**Data supplied:**
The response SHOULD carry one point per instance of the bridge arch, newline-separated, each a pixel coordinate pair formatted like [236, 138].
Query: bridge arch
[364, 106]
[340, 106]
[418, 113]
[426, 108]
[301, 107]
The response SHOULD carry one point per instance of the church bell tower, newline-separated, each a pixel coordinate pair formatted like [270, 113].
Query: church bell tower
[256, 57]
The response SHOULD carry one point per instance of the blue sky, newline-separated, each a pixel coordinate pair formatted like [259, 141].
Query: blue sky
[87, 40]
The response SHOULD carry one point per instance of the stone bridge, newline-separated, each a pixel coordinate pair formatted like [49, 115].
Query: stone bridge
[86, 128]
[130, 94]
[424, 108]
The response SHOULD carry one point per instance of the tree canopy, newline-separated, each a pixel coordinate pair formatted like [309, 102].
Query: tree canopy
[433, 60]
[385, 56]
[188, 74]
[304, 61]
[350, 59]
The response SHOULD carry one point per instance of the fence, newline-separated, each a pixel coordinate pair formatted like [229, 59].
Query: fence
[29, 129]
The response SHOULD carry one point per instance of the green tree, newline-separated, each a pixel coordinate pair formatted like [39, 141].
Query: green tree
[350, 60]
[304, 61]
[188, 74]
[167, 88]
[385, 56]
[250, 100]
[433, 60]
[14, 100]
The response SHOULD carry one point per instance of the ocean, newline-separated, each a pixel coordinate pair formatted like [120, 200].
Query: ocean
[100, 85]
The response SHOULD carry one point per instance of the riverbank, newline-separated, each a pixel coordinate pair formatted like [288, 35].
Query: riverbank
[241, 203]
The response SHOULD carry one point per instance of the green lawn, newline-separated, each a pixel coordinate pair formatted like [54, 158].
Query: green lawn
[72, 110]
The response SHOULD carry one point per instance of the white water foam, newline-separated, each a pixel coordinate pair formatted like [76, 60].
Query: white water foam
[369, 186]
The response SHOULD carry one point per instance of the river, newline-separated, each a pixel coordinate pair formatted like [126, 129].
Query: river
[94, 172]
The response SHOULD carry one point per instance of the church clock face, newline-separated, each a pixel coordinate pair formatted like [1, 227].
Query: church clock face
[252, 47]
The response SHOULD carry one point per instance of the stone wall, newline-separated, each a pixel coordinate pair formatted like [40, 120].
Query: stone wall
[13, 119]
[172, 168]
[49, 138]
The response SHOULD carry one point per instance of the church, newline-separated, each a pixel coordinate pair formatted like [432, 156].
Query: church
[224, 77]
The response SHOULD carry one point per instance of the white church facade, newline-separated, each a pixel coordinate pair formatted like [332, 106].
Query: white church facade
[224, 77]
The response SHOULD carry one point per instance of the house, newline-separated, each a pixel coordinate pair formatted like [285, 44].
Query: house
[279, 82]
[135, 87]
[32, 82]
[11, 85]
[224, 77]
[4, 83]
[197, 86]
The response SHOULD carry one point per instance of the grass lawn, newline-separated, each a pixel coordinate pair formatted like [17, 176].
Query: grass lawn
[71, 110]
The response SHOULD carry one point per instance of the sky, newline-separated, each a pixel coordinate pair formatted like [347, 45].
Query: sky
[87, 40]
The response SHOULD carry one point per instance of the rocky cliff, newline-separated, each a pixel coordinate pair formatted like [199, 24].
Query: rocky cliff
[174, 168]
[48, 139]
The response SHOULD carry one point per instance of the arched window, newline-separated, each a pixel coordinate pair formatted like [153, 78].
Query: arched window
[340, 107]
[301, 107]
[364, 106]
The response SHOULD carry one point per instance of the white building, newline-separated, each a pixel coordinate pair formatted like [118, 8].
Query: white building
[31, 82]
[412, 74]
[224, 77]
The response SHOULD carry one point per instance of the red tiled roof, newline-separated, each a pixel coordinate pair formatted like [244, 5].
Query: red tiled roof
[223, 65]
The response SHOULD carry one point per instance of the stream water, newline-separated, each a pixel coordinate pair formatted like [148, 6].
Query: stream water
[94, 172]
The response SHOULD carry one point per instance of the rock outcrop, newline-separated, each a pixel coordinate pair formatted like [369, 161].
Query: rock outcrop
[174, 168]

**Given request:** Reproduce the entries above exactly.

**Worked solution:**
The response SHOULD carry one point per instance of the bridge arch, newline-separated, each a pixel coordinate pair formatted like [236, 138].
Query: bridge arch
[364, 106]
[340, 106]
[418, 113]
[426, 108]
[301, 107]
The response SHOULD carry one point per instance of the church bell tower, newline-separated, each a pixel coordinate pair formatted like [270, 113].
Query: church bell tower
[256, 57]
The response SHOULD carry one point per instance of the blue sky, newline-separated, each a pixel coordinate pair formatted like [259, 141].
Query: blue sky
[87, 40]
The response SHOULD carry one point per instance of the stone bridge, newline-separated, each a pixel coordinate pair formatted like [49, 115].
Query: stone bridge
[86, 128]
[130, 94]
[424, 108]
The response SHOULD carry one point per instance of the tree canopy, newline-separated, each a pixel coordinate pair formatted like [309, 102].
Query: tree canopy
[433, 60]
[385, 56]
[188, 74]
[304, 61]
[350, 59]
The response SHOULD carry one point per instance of the fence, newline-separated, each a pixel coordinate pair formatted like [229, 59].
Query: fence
[29, 129]
The response SHOULD carry one point per instance of the green tree, newline-separated, each a pixel coordinate pair formatted like [39, 141].
Query: green tree
[350, 60]
[304, 61]
[188, 74]
[167, 88]
[385, 56]
[250, 100]
[433, 60]
[14, 100]
The response SHOULD carry one point per instance of the ocean, newline-separated, each a pixel coordinate pair formatted like [120, 200].
Query: ocean
[100, 85]
The response SHOULD carry one point per instance of the riverbank, newline-separated, each a pixel coordinate pair formatted like [288, 35].
Query: riverbank
[241, 203]
The response SHOULD carry one point per instance of the green lawn, newline-separated, each a pixel coordinate pair formatted like [54, 158].
Query: green lawn
[72, 110]
The response SHOULD carry one point per instance of the white water foam, newline-separated, each a pixel coordinate pair formatted like [76, 60].
Query: white water foam
[369, 186]
The response SHOULD carry one point per instance of the river, newline-separated, each a pixel coordinate pair formatted like [126, 129].
Query: river
[94, 172]
The response SHOULD carry one point per instance of the church clock face, newline-separated, each a pixel coordinate pair formatted like [1, 227].
Query: church clock face
[252, 47]
The response SHOULD carry one point per instance of the stone wall, newline-separated, each a pixel coordinate pair formatted like [40, 120].
Query: stone wall
[13, 119]
[172, 168]
[49, 138]
The response SHOULD carry one point per instance of the church, newline-separated, each a pixel coordinate pair formatted like [432, 156].
Query: church
[224, 77]
The response SHOULD carry one point per instance of the white church facade, newline-separated, each a pixel coordinate pair formatted like [332, 106].
Query: white church facade
[224, 77]
The response SHOULD carry one point per instance of the house, newline-separated, each a pixel coordinate pair formatted like [285, 44].
Query: house
[279, 82]
[135, 87]
[32, 82]
[11, 85]
[224, 77]
[4, 83]
[197, 86]
The response SHOULD carry one point per instance of the grass lawn, newline-separated, each a pixel coordinate pair formatted like [17, 176].
Query: grass lawn
[71, 110]
The response SHOULD carry one point per instance of the sky, newline-separated, each a pixel coordinate pair formatted like [347, 45].
Query: sky
[87, 40]
The response SHOULD carry one point per instance of the rocky cliff, newline-separated, each a pixel coordinate pair formatted like [199, 24].
Query: rocky cliff
[174, 168]
[48, 139]
The response SHOULD carry one point per instance of the arched window, newline-separated, each a pixel coordinate pair formatted like [153, 78].
Query: arched window
[340, 107]
[301, 107]
[364, 106]
The response SHOULD carry one point per instance of the white building, newline-separated, each a pixel coordinate pair formatted like [118, 8].
Query: white building
[31, 82]
[412, 74]
[224, 77]
The response SHOULD carry one point per instance of the red tiled roof, newline-separated, each a pixel coordinate pair formatted like [244, 5].
Query: red tiled roof
[223, 65]
The response SHOULD carry one point per instance of the stream water, newline-separated, each a pixel coordinate pair formatted like [148, 6].
Query: stream water
[94, 172]
The response SHOULD carry one point per instance of the rock outcrop, newline-separated, each a pixel coordinate pair formatted like [369, 161].
Query: rock outcrop
[174, 168]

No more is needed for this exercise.